# PROBLEM REQUIREMENTS
Your response should consist solely of the lines from the one containing "Target phrase: clear blue sky" through the end of the data, copied exactly.

# DATA UNDER STUDY
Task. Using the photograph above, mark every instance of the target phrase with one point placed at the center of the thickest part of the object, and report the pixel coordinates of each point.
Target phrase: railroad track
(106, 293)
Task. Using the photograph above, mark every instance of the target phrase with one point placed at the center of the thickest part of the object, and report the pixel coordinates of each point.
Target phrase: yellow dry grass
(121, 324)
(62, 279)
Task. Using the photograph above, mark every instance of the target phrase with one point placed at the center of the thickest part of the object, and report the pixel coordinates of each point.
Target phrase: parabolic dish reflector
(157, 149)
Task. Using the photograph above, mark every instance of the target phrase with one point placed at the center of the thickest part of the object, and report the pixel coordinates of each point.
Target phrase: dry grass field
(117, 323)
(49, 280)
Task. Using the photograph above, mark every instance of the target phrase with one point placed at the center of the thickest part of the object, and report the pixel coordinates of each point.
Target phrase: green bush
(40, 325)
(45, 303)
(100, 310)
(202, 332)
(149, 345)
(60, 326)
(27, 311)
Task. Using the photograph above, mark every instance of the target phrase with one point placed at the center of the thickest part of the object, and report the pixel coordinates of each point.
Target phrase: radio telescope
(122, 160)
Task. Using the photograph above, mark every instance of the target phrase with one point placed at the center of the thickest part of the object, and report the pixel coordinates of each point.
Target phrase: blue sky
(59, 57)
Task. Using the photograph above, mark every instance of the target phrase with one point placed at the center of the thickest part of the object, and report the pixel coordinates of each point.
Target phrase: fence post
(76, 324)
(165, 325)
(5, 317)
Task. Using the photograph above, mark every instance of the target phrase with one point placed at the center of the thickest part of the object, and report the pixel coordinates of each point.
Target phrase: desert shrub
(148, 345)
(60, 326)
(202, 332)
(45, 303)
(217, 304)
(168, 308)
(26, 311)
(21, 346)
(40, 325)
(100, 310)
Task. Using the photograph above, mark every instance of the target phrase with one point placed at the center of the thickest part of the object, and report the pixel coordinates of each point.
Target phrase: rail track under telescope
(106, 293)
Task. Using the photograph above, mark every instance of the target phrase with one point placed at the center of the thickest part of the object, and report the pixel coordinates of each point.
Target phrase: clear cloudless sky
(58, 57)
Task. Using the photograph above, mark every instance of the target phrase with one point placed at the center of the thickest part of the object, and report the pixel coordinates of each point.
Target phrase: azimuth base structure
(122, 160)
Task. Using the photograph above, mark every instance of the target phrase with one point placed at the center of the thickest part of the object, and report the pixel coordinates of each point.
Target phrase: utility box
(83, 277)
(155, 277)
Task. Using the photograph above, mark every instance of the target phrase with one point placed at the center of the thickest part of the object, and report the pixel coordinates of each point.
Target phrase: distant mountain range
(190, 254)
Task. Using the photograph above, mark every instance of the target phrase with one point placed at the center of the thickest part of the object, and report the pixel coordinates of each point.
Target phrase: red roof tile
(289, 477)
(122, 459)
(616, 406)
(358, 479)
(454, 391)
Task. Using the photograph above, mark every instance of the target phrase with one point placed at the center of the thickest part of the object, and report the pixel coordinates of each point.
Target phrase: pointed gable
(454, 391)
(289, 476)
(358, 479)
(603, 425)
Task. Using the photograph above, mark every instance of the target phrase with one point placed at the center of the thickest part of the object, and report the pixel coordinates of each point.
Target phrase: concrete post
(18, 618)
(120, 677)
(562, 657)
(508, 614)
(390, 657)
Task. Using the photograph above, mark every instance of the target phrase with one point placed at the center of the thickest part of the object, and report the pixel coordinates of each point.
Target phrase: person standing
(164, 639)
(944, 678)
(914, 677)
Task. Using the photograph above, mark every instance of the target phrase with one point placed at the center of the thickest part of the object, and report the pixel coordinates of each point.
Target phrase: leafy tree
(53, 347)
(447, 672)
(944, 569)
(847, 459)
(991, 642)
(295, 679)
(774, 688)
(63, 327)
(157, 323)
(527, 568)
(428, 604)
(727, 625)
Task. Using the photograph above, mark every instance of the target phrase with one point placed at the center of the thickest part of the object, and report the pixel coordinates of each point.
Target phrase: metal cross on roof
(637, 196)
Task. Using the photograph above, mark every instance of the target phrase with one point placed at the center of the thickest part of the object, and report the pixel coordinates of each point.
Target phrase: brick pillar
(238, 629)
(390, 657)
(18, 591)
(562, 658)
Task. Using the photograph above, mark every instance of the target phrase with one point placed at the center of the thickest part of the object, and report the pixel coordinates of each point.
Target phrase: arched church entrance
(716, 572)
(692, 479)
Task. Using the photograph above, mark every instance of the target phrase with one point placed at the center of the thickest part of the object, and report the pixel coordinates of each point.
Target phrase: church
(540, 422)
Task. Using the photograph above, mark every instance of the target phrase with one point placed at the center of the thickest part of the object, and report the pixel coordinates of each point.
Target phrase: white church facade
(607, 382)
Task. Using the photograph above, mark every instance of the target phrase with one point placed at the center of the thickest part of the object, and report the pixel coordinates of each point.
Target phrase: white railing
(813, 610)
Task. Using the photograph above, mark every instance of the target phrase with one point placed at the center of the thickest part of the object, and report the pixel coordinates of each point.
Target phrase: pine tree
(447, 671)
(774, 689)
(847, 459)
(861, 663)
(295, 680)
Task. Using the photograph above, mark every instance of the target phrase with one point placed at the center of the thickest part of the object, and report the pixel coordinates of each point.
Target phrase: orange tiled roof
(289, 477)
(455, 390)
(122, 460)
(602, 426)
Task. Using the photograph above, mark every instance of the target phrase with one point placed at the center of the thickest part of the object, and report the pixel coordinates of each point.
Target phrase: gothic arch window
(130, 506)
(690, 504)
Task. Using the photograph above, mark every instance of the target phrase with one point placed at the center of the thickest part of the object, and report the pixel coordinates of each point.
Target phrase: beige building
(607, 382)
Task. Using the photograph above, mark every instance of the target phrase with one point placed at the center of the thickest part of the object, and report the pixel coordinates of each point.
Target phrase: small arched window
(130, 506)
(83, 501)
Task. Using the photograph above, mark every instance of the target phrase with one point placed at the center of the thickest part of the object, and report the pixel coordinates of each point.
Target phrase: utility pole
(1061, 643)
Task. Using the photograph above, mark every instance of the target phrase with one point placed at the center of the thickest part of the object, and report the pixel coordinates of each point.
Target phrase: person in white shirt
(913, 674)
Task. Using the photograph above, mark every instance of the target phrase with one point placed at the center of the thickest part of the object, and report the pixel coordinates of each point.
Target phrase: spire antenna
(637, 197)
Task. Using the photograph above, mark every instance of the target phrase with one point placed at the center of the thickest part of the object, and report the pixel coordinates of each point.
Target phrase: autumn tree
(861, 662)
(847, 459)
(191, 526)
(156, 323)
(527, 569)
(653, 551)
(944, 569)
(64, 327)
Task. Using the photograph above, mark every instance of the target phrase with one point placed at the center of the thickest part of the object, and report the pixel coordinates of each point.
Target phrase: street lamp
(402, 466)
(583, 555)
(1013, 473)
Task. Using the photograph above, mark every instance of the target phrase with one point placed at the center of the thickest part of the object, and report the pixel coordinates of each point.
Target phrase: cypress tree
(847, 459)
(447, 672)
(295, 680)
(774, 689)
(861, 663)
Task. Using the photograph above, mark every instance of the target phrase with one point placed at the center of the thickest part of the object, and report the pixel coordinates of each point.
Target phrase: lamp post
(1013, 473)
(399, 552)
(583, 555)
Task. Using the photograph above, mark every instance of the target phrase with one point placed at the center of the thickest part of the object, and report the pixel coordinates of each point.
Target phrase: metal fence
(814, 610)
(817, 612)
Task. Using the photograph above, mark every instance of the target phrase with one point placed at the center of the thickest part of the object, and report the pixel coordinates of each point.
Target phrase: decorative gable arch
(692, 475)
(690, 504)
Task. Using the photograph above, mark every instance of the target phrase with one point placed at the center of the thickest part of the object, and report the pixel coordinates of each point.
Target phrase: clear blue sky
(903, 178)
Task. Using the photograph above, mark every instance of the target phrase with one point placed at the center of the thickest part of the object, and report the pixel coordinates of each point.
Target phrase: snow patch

# ANSWER TO THIS TASK
Target phrase: clear blue sky
(903, 178)
Task. Using the photograph above, mark every instance of the target phrase with one point placed at the center of the thickest part of the object, and report the pixel coordinates of each point.
Target phrase: snow patch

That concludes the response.